Directions for this task:
What you print must match the data line for line.
:: Data for the task ::
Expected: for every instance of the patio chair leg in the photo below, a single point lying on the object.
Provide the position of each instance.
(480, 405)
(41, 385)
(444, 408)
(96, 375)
:::
Result for this task:
Expected: for every instance of the patio chair leg in the photo below, a single point lying on the object.
Provide the position of each instance.
(480, 405)
(41, 385)
(444, 408)
(96, 375)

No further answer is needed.